# Written exercise:
Pull out every line below that contains the word "soldier" and copy each one in full.

# Listed entries:
——————

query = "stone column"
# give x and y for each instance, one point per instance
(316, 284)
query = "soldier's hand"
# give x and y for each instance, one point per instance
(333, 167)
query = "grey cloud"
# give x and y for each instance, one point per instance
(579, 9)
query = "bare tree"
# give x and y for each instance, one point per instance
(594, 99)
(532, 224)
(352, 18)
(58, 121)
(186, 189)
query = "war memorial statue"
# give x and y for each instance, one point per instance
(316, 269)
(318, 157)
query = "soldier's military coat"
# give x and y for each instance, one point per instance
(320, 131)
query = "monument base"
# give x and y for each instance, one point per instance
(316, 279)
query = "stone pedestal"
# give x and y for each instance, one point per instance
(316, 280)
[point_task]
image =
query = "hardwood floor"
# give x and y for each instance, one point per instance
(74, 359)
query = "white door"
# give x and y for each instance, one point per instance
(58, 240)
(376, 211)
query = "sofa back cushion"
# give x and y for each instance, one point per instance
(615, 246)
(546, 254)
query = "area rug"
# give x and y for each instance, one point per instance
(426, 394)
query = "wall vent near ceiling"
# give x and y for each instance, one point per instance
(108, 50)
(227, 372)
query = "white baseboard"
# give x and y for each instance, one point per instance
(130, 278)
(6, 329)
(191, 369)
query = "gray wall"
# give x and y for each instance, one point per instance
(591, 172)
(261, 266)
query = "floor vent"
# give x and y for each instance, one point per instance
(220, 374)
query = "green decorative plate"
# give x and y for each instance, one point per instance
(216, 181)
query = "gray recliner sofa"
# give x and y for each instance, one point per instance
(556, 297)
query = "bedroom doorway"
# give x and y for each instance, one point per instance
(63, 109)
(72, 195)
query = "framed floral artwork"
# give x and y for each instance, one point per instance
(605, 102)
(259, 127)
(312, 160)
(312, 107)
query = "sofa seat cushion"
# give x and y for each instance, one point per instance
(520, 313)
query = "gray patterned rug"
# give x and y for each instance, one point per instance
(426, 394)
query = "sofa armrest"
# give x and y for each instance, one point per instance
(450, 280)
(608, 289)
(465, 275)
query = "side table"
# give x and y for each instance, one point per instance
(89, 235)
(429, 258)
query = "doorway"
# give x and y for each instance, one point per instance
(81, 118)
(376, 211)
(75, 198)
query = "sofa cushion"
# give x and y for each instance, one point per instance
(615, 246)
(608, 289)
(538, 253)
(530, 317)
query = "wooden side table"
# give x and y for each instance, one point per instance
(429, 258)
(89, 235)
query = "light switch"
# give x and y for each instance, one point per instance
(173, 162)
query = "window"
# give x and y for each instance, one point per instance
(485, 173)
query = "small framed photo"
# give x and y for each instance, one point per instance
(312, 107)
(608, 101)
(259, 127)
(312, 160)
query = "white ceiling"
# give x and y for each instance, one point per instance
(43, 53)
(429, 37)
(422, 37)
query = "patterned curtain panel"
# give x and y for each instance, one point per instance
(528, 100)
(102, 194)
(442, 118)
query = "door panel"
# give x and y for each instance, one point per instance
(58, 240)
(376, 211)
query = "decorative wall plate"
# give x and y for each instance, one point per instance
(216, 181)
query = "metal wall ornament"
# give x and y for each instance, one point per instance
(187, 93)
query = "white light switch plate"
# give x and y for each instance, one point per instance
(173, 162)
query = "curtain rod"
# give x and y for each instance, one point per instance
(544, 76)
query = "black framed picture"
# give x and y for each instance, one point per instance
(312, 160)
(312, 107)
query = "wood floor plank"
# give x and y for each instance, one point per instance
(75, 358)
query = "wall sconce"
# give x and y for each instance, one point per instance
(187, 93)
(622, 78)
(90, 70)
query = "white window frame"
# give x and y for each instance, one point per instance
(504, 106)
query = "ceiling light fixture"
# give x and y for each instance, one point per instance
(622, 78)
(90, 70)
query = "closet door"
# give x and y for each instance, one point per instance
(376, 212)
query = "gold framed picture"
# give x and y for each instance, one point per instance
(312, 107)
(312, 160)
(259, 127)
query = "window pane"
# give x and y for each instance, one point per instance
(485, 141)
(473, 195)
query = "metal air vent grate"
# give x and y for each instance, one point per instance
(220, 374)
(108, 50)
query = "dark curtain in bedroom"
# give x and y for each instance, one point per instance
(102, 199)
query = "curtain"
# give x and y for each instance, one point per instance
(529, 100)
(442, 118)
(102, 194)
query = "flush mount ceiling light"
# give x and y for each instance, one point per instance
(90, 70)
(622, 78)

——————

# Result:
query = "soldier's hand"
query = "soldier's military coat"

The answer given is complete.